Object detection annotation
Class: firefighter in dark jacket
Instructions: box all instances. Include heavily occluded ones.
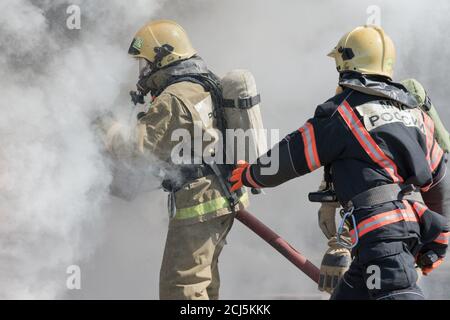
[230,26,450,299]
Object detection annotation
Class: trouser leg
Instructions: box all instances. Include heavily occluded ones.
[365,250,425,300]
[330,260,369,300]
[160,215,234,300]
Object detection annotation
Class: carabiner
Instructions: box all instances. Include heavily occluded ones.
[336,207,359,250]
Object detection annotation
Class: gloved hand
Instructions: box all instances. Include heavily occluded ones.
[417,250,444,276]
[228,160,250,192]
[319,235,352,294]
[416,239,448,276]
[319,202,340,239]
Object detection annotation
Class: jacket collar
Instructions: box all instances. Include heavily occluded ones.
[339,72,420,109]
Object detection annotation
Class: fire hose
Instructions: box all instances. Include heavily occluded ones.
[236,209,320,283]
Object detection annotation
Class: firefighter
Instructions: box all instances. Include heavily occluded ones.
[107,20,248,300]
[318,79,450,293]
[230,26,450,299]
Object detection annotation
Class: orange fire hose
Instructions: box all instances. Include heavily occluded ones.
[236,210,320,283]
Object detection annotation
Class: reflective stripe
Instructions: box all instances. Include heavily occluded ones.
[298,122,322,171]
[423,113,434,163]
[430,142,444,172]
[338,101,403,183]
[350,201,418,243]
[175,192,248,220]
[433,232,450,244]
[413,202,428,218]
[423,113,444,174]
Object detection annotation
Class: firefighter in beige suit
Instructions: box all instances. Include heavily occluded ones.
[108,20,248,299]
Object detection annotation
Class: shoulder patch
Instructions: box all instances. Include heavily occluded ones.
[356,100,425,134]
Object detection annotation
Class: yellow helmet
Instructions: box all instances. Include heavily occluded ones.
[328,25,395,79]
[128,20,196,68]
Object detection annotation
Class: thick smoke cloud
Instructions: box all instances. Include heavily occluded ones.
[0,0,163,298]
[0,0,450,299]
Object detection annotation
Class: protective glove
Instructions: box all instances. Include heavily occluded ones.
[319,230,352,294]
[416,238,448,276]
[318,202,340,239]
[228,160,250,192]
[417,250,444,276]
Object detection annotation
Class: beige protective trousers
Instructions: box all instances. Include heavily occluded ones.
[159,214,234,300]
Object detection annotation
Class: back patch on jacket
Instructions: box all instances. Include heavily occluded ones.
[356,100,425,134]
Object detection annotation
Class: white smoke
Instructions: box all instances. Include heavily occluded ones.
[0,0,162,298]
[0,0,450,299]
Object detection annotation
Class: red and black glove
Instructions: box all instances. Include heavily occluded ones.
[229,160,250,192]
[416,238,447,276]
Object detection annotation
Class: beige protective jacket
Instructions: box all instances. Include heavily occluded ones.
[138,81,248,224]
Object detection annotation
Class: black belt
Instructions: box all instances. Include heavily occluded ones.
[161,164,214,192]
[344,184,423,209]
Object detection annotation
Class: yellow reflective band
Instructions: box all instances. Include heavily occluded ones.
[175,192,248,220]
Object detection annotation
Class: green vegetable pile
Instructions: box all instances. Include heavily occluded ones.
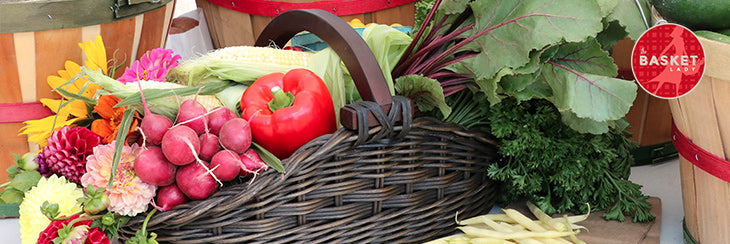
[400,0,654,222]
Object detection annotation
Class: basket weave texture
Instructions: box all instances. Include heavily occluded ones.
[120,8,497,243]
[121,112,496,243]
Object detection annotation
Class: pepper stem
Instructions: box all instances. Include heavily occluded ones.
[269,86,294,112]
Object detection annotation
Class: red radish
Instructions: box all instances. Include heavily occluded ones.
[198,133,221,162]
[210,150,242,181]
[137,82,172,145]
[240,149,269,177]
[208,107,238,135]
[161,126,200,166]
[177,99,208,135]
[134,147,177,186]
[218,118,251,154]
[175,161,218,200]
[152,184,188,211]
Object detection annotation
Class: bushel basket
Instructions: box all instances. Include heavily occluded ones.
[120,10,497,243]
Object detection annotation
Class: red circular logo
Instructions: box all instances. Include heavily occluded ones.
[631,24,705,99]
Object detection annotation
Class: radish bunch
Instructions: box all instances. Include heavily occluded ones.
[134,88,267,211]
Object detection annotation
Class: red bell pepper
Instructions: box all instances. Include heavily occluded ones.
[241,69,337,159]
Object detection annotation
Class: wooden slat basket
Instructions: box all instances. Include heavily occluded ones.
[612,38,677,165]
[669,37,730,243]
[0,0,175,182]
[196,0,416,48]
[120,10,497,243]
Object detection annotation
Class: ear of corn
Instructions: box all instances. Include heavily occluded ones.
[82,69,223,120]
[167,46,310,86]
[125,80,223,111]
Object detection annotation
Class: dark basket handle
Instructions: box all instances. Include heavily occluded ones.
[255,9,402,130]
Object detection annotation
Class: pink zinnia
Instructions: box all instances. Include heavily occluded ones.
[38,126,101,184]
[119,48,180,84]
[81,142,157,216]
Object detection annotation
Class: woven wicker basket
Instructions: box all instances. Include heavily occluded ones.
[120,10,497,243]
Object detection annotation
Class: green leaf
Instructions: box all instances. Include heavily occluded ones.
[596,0,619,17]
[55,89,96,104]
[596,21,628,51]
[0,188,25,203]
[456,0,603,79]
[395,75,451,117]
[550,38,618,77]
[606,0,652,40]
[362,24,412,95]
[540,61,637,121]
[114,81,230,108]
[560,111,610,134]
[251,142,286,174]
[502,73,553,101]
[107,107,136,189]
[9,170,41,192]
[439,0,471,14]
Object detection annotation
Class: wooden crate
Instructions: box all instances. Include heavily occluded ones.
[669,37,730,243]
[0,0,175,182]
[196,0,416,48]
[612,38,677,164]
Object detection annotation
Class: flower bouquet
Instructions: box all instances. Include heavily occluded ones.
[0,36,279,243]
[3,8,495,243]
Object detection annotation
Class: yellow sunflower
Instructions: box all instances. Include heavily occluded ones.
[20,35,108,148]
[18,175,84,243]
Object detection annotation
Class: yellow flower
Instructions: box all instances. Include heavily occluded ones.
[19,36,108,147]
[19,175,84,244]
[20,103,79,148]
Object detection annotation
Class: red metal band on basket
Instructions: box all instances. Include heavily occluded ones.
[208,0,416,17]
[672,123,730,182]
[0,102,53,123]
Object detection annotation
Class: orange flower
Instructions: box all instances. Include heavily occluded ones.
[91,95,137,144]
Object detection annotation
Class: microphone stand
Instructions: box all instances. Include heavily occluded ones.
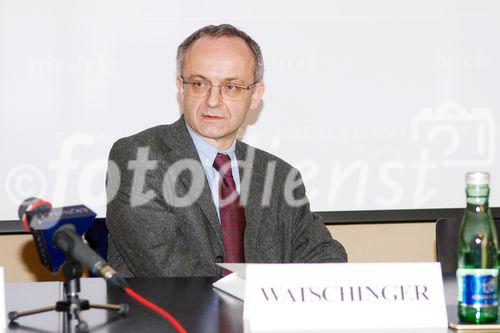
[9,259,129,333]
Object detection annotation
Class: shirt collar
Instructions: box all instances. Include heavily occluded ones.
[186,122,236,167]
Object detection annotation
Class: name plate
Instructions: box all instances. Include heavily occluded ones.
[0,267,7,331]
[243,263,448,332]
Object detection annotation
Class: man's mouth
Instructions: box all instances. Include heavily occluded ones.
[202,114,224,120]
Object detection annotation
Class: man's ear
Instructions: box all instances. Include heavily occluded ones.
[176,76,184,104]
[250,82,265,109]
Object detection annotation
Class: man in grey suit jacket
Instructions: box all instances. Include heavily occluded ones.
[106,25,347,277]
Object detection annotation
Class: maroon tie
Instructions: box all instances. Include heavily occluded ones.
[213,153,246,262]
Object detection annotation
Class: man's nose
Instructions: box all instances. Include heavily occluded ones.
[207,87,222,107]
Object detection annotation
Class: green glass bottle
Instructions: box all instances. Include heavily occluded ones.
[457,172,498,323]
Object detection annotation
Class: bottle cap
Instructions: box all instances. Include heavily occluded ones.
[465,171,490,185]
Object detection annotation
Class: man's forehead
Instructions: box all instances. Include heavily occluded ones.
[183,36,255,76]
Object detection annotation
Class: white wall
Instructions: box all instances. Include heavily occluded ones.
[0,0,500,220]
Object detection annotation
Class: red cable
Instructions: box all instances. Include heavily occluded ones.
[125,288,187,333]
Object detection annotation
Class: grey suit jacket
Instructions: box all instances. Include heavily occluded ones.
[106,117,347,277]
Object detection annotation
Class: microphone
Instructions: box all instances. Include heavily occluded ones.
[18,198,127,288]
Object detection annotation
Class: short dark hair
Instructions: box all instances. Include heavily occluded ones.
[177,24,264,82]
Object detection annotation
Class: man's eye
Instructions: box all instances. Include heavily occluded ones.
[193,81,207,88]
[226,84,239,91]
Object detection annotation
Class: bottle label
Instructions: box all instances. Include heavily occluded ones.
[457,268,498,307]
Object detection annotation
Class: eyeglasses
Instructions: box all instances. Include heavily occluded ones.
[181,76,258,101]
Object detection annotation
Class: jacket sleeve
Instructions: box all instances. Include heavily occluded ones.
[106,139,176,277]
[287,169,347,263]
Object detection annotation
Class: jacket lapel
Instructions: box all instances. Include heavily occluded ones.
[235,141,266,262]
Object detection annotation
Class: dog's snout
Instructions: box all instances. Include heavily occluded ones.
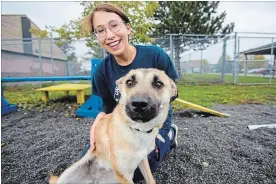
[131,97,149,112]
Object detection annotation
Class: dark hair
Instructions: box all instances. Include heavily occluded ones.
[84,3,130,33]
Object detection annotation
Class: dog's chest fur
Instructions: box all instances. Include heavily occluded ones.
[97,125,158,172]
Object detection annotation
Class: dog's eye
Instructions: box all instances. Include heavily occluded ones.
[154,81,164,89]
[126,80,134,87]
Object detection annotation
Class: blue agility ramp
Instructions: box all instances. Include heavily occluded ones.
[1,59,102,118]
[77,59,102,118]
[1,86,17,116]
[1,76,91,115]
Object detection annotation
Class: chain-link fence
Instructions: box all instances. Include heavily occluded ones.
[235,33,276,84]
[151,34,234,83]
[1,33,276,84]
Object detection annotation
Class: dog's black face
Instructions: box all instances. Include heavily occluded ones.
[126,95,160,123]
[116,69,177,125]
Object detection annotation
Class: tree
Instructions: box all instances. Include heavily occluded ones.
[30,1,159,60]
[153,1,234,77]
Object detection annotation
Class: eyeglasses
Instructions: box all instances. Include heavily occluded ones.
[94,20,125,38]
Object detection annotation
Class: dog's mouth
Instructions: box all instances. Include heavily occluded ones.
[126,97,160,123]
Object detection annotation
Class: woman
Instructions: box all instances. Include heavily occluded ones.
[83,3,178,182]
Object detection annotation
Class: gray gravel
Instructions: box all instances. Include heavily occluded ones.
[1,104,276,184]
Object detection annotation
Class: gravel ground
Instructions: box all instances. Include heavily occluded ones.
[1,104,276,184]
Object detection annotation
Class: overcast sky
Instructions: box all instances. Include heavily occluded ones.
[1,2,276,63]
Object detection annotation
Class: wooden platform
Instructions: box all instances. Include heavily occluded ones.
[36,84,91,104]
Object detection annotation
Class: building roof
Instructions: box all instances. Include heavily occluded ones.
[240,42,276,55]
[1,14,67,61]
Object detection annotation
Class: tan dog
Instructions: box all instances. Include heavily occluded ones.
[50,69,177,184]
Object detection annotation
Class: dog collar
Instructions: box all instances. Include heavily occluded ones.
[129,127,153,134]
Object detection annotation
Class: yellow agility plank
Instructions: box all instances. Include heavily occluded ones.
[36,84,91,104]
[175,98,229,117]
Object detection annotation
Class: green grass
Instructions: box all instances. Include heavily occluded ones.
[4,83,276,110]
[174,84,276,109]
[181,73,276,84]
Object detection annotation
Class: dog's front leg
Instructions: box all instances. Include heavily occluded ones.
[114,170,133,184]
[138,157,156,184]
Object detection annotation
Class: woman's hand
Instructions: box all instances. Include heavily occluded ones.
[90,112,106,151]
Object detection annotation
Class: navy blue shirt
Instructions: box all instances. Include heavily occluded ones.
[92,45,178,135]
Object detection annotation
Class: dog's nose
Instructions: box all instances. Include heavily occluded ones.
[131,97,149,112]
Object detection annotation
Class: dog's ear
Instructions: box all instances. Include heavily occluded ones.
[170,79,178,103]
[115,77,123,90]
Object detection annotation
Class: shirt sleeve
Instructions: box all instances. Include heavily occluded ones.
[92,65,116,114]
[157,47,178,81]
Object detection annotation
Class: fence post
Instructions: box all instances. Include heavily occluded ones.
[200,48,203,77]
[232,32,237,84]
[269,38,274,83]
[38,38,42,87]
[221,36,227,84]
[50,33,55,75]
[236,37,240,83]
[170,34,175,65]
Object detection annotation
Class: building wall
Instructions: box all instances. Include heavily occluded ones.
[1,52,67,77]
[1,15,67,60]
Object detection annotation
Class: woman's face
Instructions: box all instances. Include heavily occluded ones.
[93,11,131,56]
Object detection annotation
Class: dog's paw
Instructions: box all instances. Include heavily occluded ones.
[49,175,58,184]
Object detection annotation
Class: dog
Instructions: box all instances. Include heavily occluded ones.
[49,68,177,184]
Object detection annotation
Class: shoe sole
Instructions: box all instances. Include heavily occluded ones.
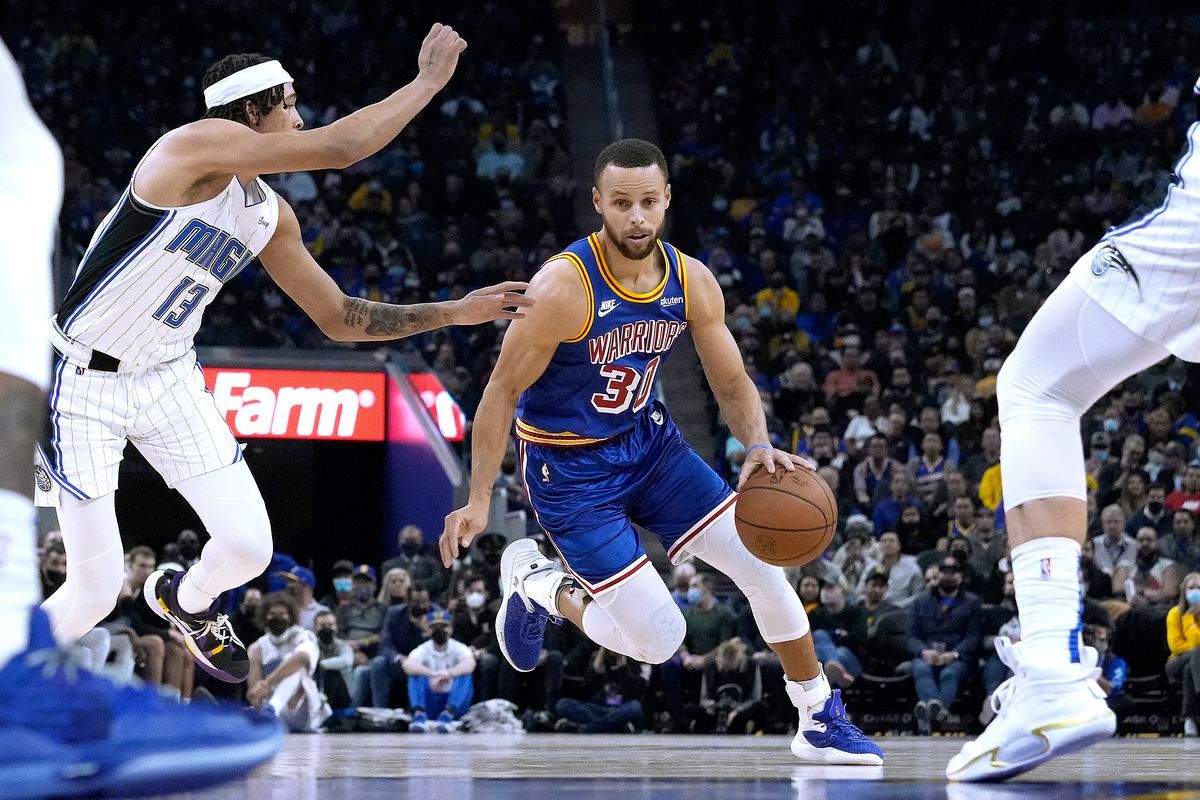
[0,726,287,800]
[791,734,883,766]
[946,709,1117,783]
[142,570,248,684]
[496,540,538,672]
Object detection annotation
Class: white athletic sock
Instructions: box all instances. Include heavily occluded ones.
[1013,536,1082,669]
[0,489,41,667]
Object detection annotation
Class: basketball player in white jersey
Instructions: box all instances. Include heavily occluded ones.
[0,35,284,799]
[946,86,1200,781]
[36,25,528,681]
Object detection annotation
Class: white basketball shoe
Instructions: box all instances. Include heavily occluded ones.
[946,637,1117,781]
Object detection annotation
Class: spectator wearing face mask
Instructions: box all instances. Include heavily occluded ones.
[277,566,329,631]
[320,559,354,610]
[403,610,475,733]
[380,525,446,597]
[313,610,354,711]
[1166,572,1200,736]
[335,564,386,664]
[1084,625,1134,724]
[246,593,330,733]
[908,557,980,735]
[367,587,442,708]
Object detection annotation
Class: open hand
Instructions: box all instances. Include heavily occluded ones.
[450,281,534,325]
[438,504,488,570]
[416,23,467,91]
[738,446,816,492]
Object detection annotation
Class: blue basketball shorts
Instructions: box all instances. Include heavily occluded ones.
[520,401,737,595]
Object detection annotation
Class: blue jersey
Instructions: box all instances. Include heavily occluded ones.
[516,234,688,447]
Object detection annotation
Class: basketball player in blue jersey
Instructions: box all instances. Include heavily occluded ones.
[440,139,883,765]
[35,25,528,681]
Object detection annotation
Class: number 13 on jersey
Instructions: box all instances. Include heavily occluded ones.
[592,356,661,414]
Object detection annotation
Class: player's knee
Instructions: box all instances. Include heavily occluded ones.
[638,600,688,664]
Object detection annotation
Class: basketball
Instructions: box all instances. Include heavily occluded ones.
[733,465,838,566]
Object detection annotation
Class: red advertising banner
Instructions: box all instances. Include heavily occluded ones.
[204,367,386,441]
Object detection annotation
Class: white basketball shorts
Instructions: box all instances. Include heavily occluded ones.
[35,350,242,506]
[1070,237,1200,361]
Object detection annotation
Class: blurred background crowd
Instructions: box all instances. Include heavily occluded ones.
[5,0,1200,734]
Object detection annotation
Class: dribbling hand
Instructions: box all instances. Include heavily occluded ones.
[738,446,816,492]
[416,23,467,91]
[438,504,487,570]
[450,281,534,325]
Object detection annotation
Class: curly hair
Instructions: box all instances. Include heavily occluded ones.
[200,53,283,125]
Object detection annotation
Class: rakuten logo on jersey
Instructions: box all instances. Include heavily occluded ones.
[204,367,385,441]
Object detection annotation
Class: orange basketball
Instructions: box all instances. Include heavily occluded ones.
[733,465,838,566]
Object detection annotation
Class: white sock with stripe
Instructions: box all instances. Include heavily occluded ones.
[1013,536,1082,670]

□ □ □ □

# WHAT THE TASK REQUIRES
Lay out everything from the start of the records down to the line containing "[160,215,234,300]" as a Markdown table with columns No. and Entry, numbering each row and putting one line per row. Skip blank lines and leave out the pictures.

# TASK RESPONSE
| No. | Entry |
|---|---|
| 1 | Object detection annotation |
| 2 | Class: firefighter in dark jacket |
| 3 | Instructions: box all instances. Include heavily occluded ones. |
| 4 | [230,26,450,299] |
| 5 | Object detection annotation |
| 6 | Class: trouser leg |
| 7 | Instructions: box all instances. Include heavily occluded ones. |
| 8 | [365,250,425,300] |
| 9 | [330,260,369,300] |
| 10 | [160,215,234,300] |